=== What this task involves ===
Below are the records; reproduce all of them exactly but without any images.
* Begin Exercise materials *
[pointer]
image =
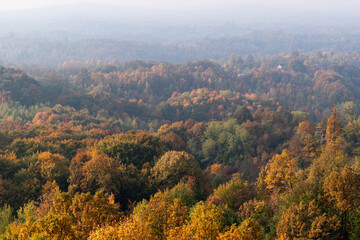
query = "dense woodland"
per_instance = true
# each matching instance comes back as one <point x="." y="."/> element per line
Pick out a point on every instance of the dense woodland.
<point x="244" y="148"/>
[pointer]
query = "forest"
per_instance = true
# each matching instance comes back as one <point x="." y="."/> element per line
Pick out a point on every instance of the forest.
<point x="246" y="147"/>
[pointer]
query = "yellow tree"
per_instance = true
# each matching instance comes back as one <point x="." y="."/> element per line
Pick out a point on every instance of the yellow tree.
<point x="248" y="230"/>
<point x="279" y="173"/>
<point x="152" y="219"/>
<point x="306" y="221"/>
<point x="205" y="224"/>
<point x="73" y="217"/>
<point x="332" y="156"/>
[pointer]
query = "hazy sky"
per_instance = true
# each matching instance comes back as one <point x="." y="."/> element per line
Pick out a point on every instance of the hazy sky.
<point x="334" y="5"/>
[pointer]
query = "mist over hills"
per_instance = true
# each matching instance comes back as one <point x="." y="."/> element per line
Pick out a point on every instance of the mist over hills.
<point x="52" y="35"/>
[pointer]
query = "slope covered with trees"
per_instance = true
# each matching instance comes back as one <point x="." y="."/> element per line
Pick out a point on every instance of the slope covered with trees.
<point x="253" y="148"/>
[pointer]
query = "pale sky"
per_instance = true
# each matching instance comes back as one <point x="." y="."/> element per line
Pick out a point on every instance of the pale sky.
<point x="344" y="5"/>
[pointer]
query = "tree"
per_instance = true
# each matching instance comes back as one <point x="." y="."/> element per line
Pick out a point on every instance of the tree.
<point x="306" y="221"/>
<point x="174" y="167"/>
<point x="248" y="230"/>
<point x="153" y="219"/>
<point x="231" y="194"/>
<point x="280" y="172"/>
<point x="54" y="167"/>
<point x="74" y="217"/>
<point x="242" y="114"/>
<point x="205" y="224"/>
* End Exercise materials *
=== Solved problem ===
[pointer]
image =
query = "dense woodland"
per_instance = true
# each matching instance comes back as one <point x="." y="."/> element per line
Pick out a point on every instance of the dense woodland.
<point x="244" y="148"/>
[pointer]
query = "forest"
per_instance = true
# each matching instance comes back as one <point x="." y="."/> element per line
Pick out a point on every instance of the forest.
<point x="246" y="147"/>
[pointer]
query = "yellow tree"
per_instance = true
# each matching instance comes back as one <point x="." y="."/> element per line
Pick out a point on every instance of the yellow tree.
<point x="248" y="230"/>
<point x="279" y="173"/>
<point x="152" y="219"/>
<point x="306" y="221"/>
<point x="205" y="224"/>
<point x="73" y="217"/>
<point x="332" y="156"/>
[pointer]
query = "hazy sky"
per_instance = true
# each matching instance comes back as one <point x="." y="."/> element per line
Pick out a point on every instance of the hazy sky.
<point x="334" y="5"/>
[pointer]
query = "mist over hills"
per_instance = true
# each matching instance comes back as one <point x="." y="."/> element per line
Pick out a point on every instance of the mist over hills.
<point x="52" y="35"/>
[pointer]
query = "slope covered with trees"
per_instance = true
# each matching instance comes back as one <point x="." y="."/> element per line
Pick out a point on every instance of the slope covered with trees.
<point x="253" y="148"/>
[pointer]
query = "pale sky"
per_instance = true
# each matching instance comes back as one <point x="." y="."/> element per line
Pick out a point on every instance of the pale sky.
<point x="344" y="5"/>
[pointer]
query = "tree"
per_instance = true
# each matching instance comes back as one <point x="." y="."/> element per line
Pick out a point on every instance of the tree.
<point x="306" y="221"/>
<point x="174" y="167"/>
<point x="248" y="230"/>
<point x="153" y="219"/>
<point x="231" y="194"/>
<point x="280" y="172"/>
<point x="54" y="167"/>
<point x="74" y="217"/>
<point x="242" y="114"/>
<point x="205" y="224"/>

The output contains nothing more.